[Records from a data source]
● ● ●
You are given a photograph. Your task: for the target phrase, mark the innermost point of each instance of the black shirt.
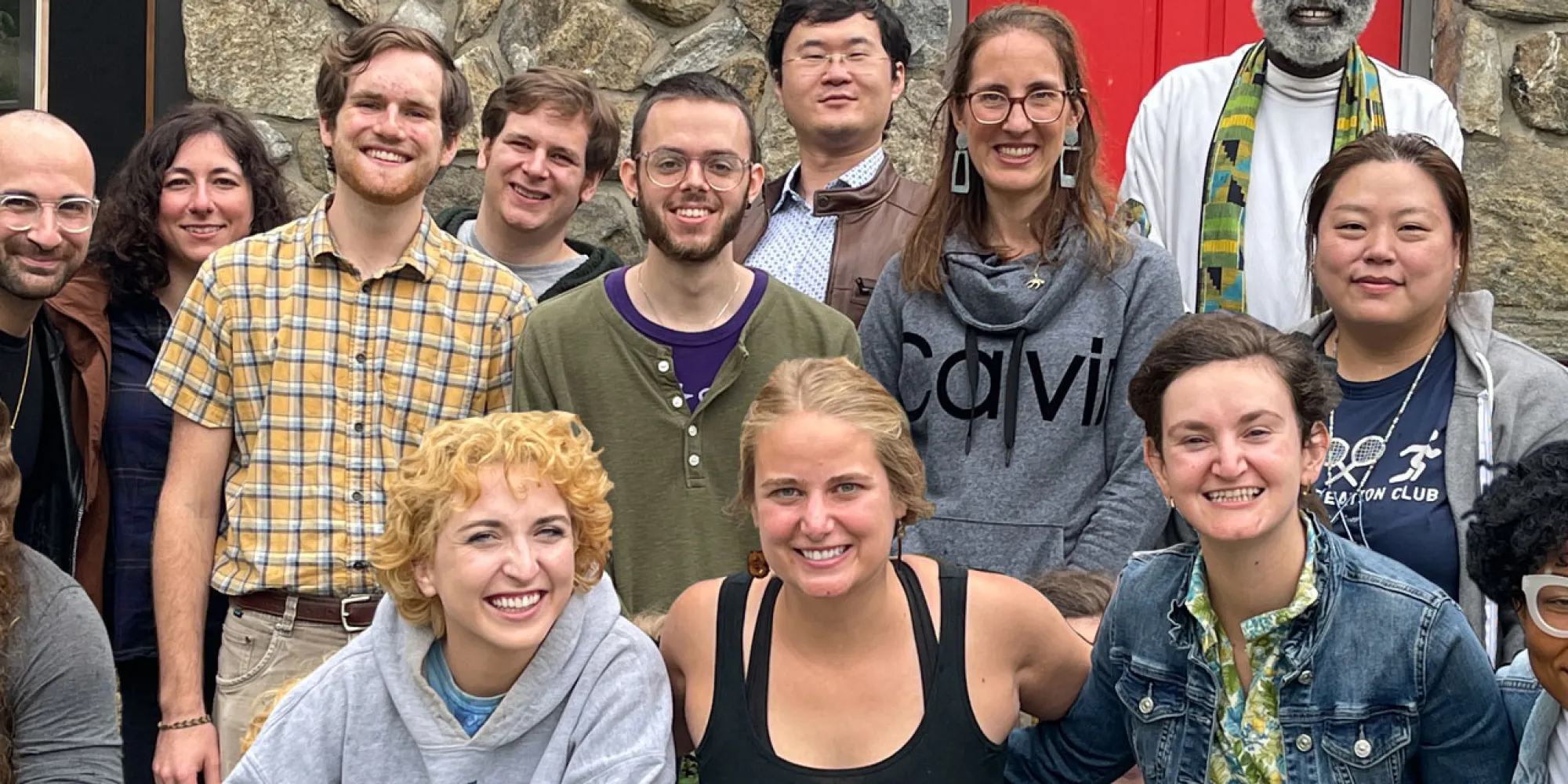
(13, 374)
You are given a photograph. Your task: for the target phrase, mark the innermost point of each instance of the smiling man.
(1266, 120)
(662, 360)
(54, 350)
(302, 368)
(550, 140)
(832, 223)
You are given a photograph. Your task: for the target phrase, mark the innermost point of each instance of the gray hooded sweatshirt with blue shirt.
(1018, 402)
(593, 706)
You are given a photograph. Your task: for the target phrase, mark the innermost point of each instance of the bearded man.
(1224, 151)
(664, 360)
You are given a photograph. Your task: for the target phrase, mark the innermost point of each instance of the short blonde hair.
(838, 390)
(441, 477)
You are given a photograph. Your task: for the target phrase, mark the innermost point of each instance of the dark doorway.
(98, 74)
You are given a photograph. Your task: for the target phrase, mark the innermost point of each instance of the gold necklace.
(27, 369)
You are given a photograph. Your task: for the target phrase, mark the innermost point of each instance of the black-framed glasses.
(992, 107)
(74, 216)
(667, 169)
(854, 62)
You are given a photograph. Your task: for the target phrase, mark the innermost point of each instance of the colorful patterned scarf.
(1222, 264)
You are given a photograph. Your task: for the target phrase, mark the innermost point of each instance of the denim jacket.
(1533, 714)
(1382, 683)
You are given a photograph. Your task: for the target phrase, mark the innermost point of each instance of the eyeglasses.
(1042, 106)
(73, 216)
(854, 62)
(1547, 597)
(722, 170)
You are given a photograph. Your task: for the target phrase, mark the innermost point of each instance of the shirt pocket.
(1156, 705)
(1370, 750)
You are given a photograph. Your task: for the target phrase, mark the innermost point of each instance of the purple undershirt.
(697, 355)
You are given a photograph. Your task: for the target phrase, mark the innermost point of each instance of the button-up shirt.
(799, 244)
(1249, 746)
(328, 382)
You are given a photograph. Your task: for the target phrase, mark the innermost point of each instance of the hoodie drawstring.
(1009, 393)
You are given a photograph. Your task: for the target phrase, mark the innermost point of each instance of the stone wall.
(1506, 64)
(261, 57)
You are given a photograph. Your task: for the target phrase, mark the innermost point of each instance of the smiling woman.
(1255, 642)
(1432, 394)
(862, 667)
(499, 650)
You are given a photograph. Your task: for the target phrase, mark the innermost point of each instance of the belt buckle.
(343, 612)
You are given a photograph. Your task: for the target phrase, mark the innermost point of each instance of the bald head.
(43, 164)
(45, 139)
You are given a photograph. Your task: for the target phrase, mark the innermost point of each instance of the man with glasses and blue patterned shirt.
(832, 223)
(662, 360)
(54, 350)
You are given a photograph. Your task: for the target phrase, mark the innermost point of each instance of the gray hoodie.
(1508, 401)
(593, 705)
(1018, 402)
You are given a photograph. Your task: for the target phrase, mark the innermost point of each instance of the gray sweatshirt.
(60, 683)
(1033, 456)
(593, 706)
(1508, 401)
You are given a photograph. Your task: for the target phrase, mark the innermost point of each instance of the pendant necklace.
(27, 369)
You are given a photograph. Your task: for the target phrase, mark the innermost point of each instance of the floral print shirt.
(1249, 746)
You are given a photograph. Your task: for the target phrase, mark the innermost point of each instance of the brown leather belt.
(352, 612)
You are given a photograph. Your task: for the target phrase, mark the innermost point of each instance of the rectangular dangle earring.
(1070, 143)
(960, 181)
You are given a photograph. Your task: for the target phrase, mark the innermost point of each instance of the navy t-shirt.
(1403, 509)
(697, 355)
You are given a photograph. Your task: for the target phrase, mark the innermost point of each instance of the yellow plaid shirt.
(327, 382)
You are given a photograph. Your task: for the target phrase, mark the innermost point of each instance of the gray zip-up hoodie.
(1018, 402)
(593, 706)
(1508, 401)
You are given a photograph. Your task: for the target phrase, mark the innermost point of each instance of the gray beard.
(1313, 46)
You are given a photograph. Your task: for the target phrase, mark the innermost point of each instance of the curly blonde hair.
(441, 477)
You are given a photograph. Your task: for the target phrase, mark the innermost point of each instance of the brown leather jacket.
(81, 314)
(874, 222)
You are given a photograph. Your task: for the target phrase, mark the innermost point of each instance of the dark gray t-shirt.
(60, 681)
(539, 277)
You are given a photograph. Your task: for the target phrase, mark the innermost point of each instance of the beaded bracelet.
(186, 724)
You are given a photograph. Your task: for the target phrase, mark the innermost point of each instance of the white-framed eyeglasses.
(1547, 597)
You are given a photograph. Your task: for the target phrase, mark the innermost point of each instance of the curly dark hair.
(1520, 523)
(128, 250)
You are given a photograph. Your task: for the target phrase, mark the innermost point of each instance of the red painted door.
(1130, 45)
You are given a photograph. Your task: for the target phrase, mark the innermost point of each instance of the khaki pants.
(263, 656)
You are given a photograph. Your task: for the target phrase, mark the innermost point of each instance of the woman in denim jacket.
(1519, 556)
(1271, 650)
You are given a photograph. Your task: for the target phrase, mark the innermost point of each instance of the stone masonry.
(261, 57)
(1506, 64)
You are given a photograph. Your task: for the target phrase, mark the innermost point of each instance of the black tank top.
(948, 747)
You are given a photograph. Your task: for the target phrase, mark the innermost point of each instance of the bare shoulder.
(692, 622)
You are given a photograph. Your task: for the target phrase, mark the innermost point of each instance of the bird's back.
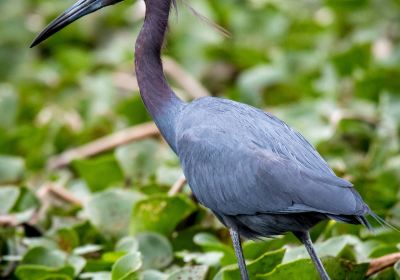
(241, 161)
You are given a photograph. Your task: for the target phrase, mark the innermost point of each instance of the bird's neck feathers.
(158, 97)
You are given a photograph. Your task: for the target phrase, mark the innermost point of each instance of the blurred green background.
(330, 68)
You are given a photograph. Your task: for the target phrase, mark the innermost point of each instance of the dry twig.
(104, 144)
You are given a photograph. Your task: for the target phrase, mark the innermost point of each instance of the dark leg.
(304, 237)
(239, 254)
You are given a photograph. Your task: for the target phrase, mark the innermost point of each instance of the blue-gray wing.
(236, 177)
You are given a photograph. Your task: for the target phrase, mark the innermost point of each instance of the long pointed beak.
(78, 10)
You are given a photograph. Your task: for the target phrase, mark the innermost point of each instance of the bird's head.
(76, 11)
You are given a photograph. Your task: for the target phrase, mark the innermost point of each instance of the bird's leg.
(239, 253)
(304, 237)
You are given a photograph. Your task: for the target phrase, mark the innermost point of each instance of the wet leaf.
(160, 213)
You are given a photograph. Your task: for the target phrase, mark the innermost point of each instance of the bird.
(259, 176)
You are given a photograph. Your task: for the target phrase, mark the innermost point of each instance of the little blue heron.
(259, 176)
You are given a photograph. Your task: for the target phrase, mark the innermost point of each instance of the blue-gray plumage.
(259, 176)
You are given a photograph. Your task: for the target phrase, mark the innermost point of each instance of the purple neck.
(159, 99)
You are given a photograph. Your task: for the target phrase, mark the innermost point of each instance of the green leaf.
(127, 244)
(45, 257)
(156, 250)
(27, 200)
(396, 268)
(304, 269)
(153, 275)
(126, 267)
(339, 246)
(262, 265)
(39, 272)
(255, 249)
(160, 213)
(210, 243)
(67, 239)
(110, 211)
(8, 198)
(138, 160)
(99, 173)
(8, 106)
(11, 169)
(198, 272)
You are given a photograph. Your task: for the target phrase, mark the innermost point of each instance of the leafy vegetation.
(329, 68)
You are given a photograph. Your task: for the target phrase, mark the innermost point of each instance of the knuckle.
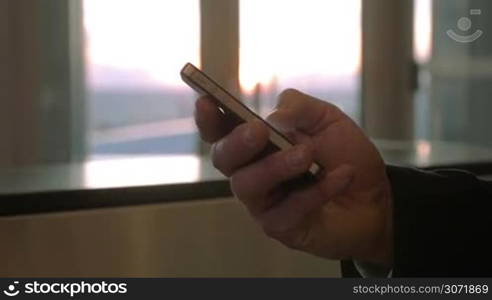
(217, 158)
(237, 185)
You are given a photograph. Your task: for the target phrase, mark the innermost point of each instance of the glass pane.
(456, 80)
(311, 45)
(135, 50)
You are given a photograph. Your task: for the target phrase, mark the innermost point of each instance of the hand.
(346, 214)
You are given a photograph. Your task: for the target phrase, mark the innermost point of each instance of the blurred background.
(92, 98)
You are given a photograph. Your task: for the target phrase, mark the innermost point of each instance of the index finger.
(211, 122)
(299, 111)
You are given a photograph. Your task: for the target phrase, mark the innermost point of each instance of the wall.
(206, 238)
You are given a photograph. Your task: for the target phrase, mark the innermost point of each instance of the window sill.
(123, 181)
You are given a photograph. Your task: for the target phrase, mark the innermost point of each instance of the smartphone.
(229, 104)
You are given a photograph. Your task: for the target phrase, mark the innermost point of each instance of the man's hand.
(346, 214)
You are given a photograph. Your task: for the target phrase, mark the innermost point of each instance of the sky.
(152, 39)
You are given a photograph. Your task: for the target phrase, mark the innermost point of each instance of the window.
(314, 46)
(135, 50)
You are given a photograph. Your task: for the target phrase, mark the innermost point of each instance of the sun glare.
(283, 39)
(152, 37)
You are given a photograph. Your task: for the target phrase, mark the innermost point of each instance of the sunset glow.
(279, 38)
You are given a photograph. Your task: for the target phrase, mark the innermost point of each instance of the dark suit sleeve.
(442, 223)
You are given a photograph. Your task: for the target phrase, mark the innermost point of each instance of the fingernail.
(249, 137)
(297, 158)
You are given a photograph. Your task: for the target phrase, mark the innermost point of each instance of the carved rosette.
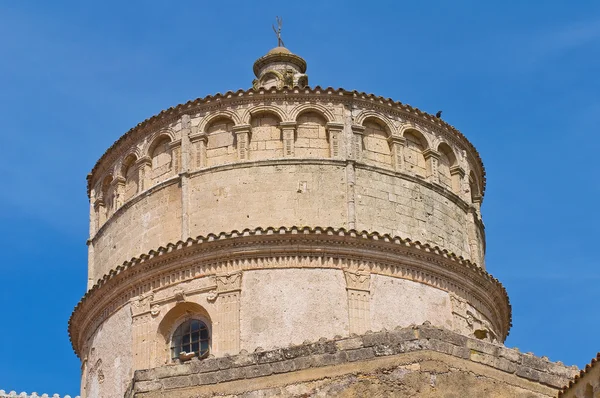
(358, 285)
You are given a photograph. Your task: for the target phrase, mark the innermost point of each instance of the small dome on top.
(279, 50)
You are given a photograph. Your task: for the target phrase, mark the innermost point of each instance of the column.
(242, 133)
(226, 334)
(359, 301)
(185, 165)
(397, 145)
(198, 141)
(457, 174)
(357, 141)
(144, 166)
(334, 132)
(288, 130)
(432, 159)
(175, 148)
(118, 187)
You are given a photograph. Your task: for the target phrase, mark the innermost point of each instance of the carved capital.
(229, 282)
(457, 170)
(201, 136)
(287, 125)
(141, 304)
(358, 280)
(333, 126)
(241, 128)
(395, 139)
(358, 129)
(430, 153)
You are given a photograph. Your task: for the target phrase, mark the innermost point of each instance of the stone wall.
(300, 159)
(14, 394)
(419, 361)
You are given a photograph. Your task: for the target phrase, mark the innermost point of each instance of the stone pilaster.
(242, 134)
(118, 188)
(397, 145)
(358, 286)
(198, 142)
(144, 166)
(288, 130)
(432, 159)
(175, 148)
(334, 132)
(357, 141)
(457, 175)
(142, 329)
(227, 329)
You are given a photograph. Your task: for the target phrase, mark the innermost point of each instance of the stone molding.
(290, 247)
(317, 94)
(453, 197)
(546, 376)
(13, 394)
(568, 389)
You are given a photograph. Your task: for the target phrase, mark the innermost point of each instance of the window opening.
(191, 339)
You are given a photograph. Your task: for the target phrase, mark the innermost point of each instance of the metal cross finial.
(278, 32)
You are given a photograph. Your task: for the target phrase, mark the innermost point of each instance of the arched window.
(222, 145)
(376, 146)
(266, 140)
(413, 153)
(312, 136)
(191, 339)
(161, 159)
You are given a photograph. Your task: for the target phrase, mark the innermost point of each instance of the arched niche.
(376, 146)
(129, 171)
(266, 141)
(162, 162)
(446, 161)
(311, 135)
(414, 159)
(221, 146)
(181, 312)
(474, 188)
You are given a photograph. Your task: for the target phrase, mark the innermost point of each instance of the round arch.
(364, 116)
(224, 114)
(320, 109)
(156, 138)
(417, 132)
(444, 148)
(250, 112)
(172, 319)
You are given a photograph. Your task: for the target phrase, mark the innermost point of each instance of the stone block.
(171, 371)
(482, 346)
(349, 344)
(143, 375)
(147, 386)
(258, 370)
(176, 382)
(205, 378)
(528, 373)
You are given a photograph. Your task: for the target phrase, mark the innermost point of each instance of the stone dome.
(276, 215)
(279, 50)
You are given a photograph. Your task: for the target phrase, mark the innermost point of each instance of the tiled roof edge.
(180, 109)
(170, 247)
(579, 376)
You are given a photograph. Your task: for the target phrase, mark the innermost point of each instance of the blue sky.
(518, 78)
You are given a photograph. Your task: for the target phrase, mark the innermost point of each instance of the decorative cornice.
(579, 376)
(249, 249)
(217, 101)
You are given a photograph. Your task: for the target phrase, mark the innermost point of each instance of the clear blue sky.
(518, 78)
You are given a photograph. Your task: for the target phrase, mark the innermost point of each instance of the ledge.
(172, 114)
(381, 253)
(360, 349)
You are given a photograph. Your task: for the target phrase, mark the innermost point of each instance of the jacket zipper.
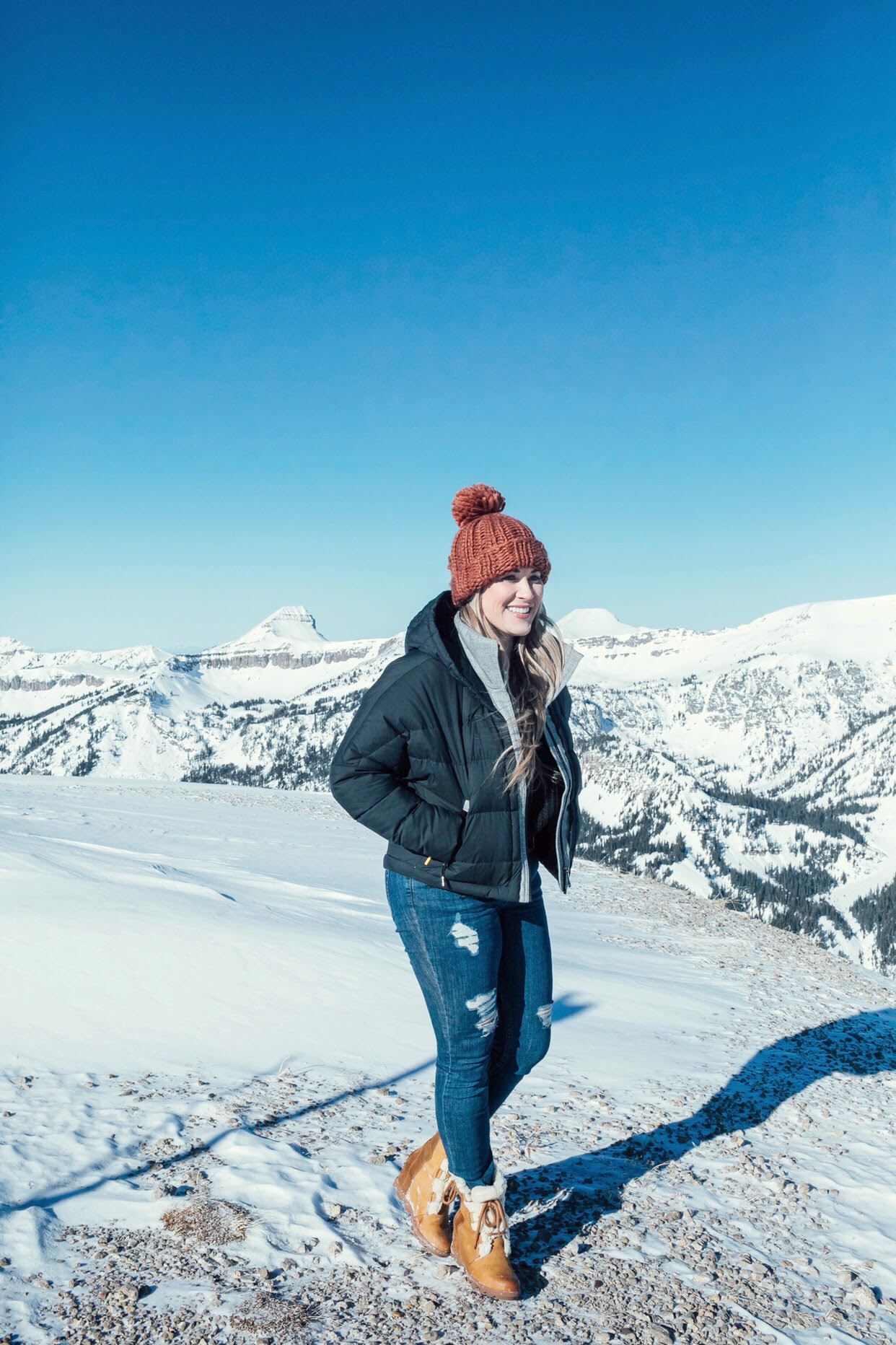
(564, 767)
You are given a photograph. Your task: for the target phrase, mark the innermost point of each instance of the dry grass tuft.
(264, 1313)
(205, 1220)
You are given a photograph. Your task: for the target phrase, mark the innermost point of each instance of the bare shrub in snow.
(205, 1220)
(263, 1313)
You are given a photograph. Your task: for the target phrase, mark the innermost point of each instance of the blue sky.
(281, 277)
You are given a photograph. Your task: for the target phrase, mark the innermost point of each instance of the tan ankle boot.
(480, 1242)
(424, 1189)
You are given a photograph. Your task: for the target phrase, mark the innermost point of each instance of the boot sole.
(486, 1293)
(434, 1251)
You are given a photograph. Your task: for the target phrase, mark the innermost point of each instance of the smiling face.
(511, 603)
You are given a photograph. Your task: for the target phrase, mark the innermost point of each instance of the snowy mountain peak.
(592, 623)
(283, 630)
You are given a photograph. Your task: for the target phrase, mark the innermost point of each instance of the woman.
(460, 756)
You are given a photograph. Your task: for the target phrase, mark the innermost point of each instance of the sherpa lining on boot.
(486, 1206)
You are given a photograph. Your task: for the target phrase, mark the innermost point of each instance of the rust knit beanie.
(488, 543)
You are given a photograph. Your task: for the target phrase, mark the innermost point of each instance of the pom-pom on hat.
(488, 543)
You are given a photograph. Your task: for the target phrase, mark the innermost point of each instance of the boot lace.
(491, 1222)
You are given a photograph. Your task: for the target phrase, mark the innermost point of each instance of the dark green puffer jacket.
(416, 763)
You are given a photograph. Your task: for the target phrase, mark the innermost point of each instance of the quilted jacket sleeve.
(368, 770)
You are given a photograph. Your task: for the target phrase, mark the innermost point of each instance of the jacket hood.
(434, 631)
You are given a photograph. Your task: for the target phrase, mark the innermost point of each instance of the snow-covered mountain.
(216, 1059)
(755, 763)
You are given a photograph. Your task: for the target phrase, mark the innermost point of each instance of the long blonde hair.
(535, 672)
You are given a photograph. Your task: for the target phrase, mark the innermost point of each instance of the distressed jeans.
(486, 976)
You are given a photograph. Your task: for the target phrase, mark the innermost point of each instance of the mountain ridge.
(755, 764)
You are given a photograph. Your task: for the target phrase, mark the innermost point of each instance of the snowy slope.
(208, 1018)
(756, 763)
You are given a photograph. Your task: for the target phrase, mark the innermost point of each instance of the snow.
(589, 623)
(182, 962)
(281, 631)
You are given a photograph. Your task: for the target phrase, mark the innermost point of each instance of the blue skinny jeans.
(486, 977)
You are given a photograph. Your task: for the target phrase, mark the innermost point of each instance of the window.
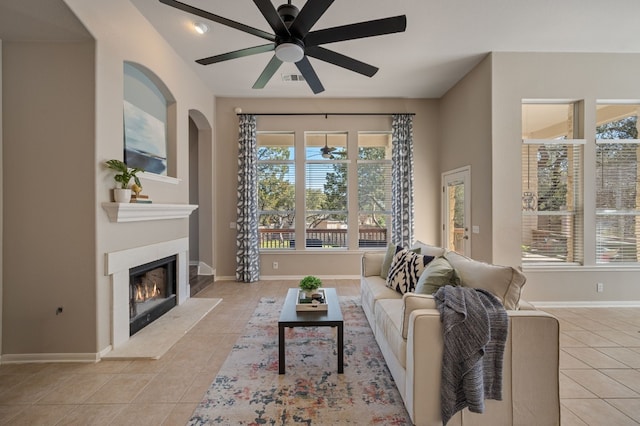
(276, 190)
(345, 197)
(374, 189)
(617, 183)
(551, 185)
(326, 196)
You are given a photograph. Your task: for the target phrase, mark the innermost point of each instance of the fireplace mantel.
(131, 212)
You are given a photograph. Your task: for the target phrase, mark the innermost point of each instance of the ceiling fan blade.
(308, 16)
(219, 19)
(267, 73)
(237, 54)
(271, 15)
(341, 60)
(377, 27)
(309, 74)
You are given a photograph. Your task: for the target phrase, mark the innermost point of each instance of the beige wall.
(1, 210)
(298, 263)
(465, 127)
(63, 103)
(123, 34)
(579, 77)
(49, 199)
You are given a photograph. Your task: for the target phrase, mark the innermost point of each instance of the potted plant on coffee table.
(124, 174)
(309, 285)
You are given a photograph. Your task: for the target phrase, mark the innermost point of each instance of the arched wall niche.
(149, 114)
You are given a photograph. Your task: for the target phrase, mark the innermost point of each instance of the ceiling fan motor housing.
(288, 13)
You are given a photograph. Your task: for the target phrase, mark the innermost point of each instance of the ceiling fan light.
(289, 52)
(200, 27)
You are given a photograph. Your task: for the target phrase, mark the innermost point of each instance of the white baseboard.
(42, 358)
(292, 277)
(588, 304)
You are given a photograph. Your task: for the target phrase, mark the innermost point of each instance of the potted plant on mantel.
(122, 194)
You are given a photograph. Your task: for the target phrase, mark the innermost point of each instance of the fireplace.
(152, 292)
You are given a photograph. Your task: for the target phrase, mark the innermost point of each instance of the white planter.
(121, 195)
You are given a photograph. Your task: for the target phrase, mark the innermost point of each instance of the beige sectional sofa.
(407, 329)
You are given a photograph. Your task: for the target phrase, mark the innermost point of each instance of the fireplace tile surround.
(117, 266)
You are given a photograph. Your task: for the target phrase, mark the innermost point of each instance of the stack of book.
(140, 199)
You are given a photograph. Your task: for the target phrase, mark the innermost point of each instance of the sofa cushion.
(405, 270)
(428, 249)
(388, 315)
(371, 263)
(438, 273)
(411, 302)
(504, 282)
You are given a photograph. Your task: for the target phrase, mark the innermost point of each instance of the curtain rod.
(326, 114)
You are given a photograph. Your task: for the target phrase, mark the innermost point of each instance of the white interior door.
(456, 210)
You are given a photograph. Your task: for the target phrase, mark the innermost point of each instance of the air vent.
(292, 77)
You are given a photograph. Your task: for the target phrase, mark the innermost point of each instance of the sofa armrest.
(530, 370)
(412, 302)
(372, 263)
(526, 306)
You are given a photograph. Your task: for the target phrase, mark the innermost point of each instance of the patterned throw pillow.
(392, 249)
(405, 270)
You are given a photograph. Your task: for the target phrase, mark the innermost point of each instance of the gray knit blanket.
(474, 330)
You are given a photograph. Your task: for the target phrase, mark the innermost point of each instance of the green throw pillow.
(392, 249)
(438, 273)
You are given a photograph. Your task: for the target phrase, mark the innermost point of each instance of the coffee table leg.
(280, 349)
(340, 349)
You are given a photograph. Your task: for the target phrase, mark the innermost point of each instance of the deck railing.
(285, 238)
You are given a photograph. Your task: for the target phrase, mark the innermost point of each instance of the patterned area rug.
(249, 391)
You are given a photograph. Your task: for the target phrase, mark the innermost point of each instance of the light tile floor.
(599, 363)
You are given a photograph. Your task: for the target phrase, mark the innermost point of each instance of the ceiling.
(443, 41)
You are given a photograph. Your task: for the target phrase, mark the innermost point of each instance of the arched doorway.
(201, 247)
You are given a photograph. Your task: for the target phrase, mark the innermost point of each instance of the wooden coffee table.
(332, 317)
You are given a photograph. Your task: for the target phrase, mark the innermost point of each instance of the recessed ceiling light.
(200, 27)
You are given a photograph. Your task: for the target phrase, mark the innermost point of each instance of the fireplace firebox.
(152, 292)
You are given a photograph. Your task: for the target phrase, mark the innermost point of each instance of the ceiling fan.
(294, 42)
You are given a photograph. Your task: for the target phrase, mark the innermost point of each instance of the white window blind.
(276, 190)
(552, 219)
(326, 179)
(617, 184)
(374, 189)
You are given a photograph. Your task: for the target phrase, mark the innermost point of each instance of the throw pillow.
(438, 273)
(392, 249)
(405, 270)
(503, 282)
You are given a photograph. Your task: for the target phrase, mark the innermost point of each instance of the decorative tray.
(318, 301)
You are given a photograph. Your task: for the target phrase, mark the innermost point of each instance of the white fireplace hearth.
● ● ●
### What the task asks
Find the line containing "the ceiling fan.". Reproduce it exactly, along with every line after it through the last.

### Task output
You are given a photograph. Your task: for the target phrase, mark the innermost point of each instance of the ceiling fan.
(294, 42)
You are given a photograph. Your task: for the target phrase, mark the innermost point of each instance of the white window blind.
(276, 190)
(552, 219)
(326, 179)
(617, 184)
(374, 189)
You are given a photograph. Your task: for the target phrase, mark the innermost point of each instance of the throw pillow.
(438, 273)
(392, 249)
(405, 270)
(503, 282)
You are given a photograph. Your task: for the target phrase, mark the innermost point of each instance of the decorative tray.
(318, 301)
You are given a photograph. Your task: for the target phrase, mark the innermost point of each instance of the white fireplace hearth.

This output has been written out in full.